▶ _DIRECTIONS_
• a. Answer these questions from the text on preparing soil for a new lawn below, which is followed by the records:
(i) Which soil does Coastal Turf say is usually the best possible one for a lawn?
(ii) What mix might the soil person create for someone on a budget?
(iii) What color should good soil be, according to the first of the four things to remember?
• b. Retype the part of the text on preparing soil for a new lawn from "2. It should" up to and including "to roll in.". The text and the records follow.

▶ _EXCERPT PROVIDED_
--

In preparing your soil, remember that talking to your local landscape yard is vital. Your local soil person will know if your suburb has a sand or clay as the base. And then they can recommend to you which mix is best for your new lawn. At Coastal Turf after many years of experience with lawns on the Gold Coast, Tweed Coast, and Byron Coasts, we know that the best possible soil you can get for your lawn is usually the Garden soil mix from your landscape yard. Most of the soils on our coasts are mostly sandy. Some places have heavy clay soils. And the lucky places have rich soils. 

A Garden soil mix has all the wonderful ingredients to maintain your new lawns health. But if you are on a budget, tell your Soil person what you believe you have there now, and they might create a mix of Sandy Loam, Clay and Compost. Some Yards have a turf underlay. 

Just ensure you are not importing sand into your already sandy soils. This will mean that the water will drain way too quickly. And long waterings will mean you loose your water, and the roots will absorb little to none. An if you are on hard clay, long waterings will mean that water pools and “drowns” the root system, leaving it open to infections that can kill your lawn faster than dehydration! 

To ensure that your soil is perfect for your new lawn, remember 4 things

  1. It should be dark in colour. Almost like the colour of Dark Lindt Chocolate ball. You may need to buy some to compare. And congratulate yourself on having good soil. 
  2. It should have a smell to it. Not delicious like the Dark Chocolate Lindt Ball, but a bit of an icky one.  So not one that you want to rub all over your body. But a smell that the dog will want to roll in.

--

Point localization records

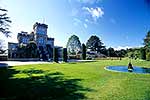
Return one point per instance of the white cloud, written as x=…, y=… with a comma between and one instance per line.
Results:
x=89, y=1
x=112, y=20
x=95, y=13
x=126, y=47
x=77, y=21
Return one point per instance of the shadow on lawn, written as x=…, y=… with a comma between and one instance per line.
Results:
x=51, y=86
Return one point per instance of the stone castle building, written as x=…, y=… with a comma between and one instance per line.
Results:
x=39, y=37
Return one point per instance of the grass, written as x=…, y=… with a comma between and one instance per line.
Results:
x=70, y=81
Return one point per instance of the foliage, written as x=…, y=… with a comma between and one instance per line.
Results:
x=77, y=81
x=50, y=50
x=94, y=44
x=4, y=22
x=65, y=56
x=73, y=45
x=55, y=55
x=22, y=51
x=83, y=51
x=32, y=50
x=148, y=56
x=143, y=53
x=111, y=52
x=147, y=40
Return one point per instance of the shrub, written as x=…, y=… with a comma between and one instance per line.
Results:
x=148, y=56
x=83, y=51
x=143, y=53
x=55, y=55
x=65, y=56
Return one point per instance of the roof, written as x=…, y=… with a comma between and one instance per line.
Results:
x=39, y=24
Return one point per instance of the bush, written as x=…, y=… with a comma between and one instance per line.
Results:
x=148, y=56
x=83, y=51
x=65, y=57
x=143, y=54
x=55, y=55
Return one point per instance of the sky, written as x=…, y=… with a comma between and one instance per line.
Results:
x=118, y=23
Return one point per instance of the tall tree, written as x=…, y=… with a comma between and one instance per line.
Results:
x=147, y=41
x=65, y=56
x=83, y=51
x=94, y=44
x=32, y=50
x=111, y=52
x=55, y=55
x=73, y=45
x=4, y=22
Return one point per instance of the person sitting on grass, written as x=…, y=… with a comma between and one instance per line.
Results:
x=130, y=67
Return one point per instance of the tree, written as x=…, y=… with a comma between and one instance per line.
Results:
x=73, y=45
x=4, y=22
x=94, y=44
x=32, y=50
x=50, y=50
x=65, y=57
x=143, y=53
x=83, y=51
x=147, y=41
x=111, y=52
x=55, y=55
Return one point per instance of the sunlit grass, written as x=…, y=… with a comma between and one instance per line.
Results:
x=102, y=84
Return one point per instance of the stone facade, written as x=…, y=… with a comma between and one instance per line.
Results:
x=38, y=36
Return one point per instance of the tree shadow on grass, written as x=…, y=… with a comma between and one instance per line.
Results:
x=52, y=86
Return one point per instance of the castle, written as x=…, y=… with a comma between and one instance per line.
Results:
x=37, y=39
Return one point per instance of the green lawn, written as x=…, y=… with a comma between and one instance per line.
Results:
x=69, y=81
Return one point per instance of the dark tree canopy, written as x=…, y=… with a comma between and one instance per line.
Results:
x=65, y=56
x=94, y=44
x=83, y=51
x=55, y=55
x=73, y=45
x=147, y=40
x=4, y=22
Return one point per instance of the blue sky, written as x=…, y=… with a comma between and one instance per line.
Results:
x=118, y=23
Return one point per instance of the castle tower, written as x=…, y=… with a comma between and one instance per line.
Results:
x=40, y=31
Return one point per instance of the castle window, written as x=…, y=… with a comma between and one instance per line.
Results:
x=41, y=40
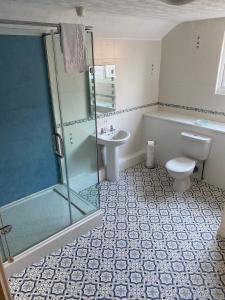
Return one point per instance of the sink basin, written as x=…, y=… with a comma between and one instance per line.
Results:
x=111, y=141
x=114, y=139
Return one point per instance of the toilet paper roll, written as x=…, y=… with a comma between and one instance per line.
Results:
x=150, y=161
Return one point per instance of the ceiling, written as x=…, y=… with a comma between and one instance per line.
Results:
x=138, y=19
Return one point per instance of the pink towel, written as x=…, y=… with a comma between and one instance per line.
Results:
x=74, y=47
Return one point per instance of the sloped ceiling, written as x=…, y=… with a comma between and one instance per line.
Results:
x=138, y=19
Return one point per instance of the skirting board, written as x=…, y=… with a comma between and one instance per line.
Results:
x=53, y=243
x=132, y=160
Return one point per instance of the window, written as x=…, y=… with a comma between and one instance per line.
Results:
x=220, y=84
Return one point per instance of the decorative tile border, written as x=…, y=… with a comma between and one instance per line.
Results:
x=195, y=109
x=109, y=114
x=162, y=104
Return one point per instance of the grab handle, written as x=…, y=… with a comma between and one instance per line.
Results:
x=59, y=148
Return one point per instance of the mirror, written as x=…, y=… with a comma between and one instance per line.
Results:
x=102, y=82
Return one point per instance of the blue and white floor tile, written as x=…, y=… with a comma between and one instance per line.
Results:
x=154, y=244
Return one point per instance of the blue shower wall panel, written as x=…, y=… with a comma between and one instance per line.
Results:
x=28, y=163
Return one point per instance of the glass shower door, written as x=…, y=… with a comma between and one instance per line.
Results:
x=71, y=91
x=29, y=167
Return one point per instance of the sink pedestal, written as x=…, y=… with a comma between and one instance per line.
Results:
x=112, y=163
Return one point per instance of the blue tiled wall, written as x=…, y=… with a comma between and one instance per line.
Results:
x=27, y=160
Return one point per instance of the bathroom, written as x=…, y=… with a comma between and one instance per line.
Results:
x=82, y=216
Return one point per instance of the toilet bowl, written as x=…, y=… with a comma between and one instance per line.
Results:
x=194, y=147
x=181, y=168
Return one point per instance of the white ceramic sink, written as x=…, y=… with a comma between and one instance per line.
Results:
x=112, y=141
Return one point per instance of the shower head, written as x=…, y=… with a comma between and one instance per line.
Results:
x=177, y=2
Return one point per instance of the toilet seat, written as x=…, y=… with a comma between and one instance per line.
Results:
x=181, y=165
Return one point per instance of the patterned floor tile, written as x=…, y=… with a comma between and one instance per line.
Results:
x=154, y=244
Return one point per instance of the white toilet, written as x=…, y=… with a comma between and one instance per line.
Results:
x=195, y=147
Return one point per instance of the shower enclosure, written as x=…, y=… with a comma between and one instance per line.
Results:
x=49, y=171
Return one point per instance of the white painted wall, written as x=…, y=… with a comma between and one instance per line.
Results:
x=188, y=74
x=136, y=85
x=168, y=145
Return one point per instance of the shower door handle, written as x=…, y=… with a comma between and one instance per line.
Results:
x=59, y=148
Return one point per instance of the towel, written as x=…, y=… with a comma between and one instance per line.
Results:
x=74, y=47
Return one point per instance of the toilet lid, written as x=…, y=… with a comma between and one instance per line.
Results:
x=180, y=164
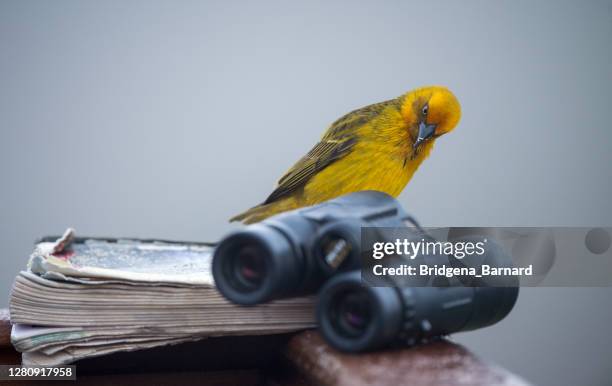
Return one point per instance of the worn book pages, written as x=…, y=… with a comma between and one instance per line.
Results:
x=89, y=297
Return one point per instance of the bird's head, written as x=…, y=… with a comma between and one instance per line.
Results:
x=430, y=112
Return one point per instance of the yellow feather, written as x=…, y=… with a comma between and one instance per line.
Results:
x=368, y=149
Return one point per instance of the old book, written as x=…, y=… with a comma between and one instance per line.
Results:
x=87, y=297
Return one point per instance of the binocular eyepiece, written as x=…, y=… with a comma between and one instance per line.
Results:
x=294, y=253
x=354, y=316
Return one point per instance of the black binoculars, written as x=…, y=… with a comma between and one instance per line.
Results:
x=294, y=253
x=319, y=248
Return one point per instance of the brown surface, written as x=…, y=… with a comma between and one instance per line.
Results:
x=439, y=363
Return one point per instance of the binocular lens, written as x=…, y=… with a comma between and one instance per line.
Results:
x=249, y=267
x=352, y=313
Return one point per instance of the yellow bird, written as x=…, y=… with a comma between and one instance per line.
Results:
x=377, y=147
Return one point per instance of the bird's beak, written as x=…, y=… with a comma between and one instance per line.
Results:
x=426, y=131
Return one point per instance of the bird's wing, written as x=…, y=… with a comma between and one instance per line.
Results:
x=337, y=142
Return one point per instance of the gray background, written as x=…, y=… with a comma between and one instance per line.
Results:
x=163, y=119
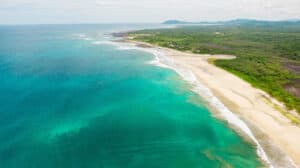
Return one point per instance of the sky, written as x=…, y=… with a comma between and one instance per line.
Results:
x=143, y=11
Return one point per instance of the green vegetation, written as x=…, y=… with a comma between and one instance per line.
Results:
x=268, y=55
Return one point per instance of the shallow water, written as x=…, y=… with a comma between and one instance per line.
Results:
x=71, y=99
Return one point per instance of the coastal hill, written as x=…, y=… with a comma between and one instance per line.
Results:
x=268, y=52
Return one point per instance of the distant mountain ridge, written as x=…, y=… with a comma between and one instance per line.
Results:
x=235, y=21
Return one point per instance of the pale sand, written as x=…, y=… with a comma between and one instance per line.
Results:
x=276, y=133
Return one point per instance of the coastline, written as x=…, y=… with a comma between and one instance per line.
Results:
x=273, y=131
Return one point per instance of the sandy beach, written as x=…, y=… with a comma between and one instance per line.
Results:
x=277, y=135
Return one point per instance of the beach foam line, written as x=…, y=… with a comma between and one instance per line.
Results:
x=161, y=60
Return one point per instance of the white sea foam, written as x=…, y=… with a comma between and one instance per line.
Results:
x=162, y=60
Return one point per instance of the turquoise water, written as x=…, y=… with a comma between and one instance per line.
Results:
x=67, y=102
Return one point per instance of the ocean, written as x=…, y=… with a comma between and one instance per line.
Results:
x=69, y=97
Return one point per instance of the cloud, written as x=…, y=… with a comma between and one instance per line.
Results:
x=145, y=10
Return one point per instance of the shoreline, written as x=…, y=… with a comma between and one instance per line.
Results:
x=275, y=134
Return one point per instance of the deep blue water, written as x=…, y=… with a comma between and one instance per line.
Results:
x=67, y=102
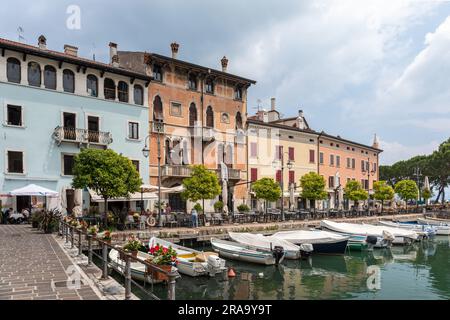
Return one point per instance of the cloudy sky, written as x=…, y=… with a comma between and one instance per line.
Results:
x=355, y=67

--

▶ _ANSWERS_
• a.
(i) The Garden soil mix from the local landscape yard.
(ii) A mix of Sandy Loam, Clay and Compost.
(iii) Dark, almost like the color of a Dark Lindt Chocolate ball.

• b.
2. It should have a smell to it. Not delicious like the Dark Chocolate Lindt Ball, but a bit of an icky one.  So not one that you want to rub all over your body. But a smell that the dog will want to roll in.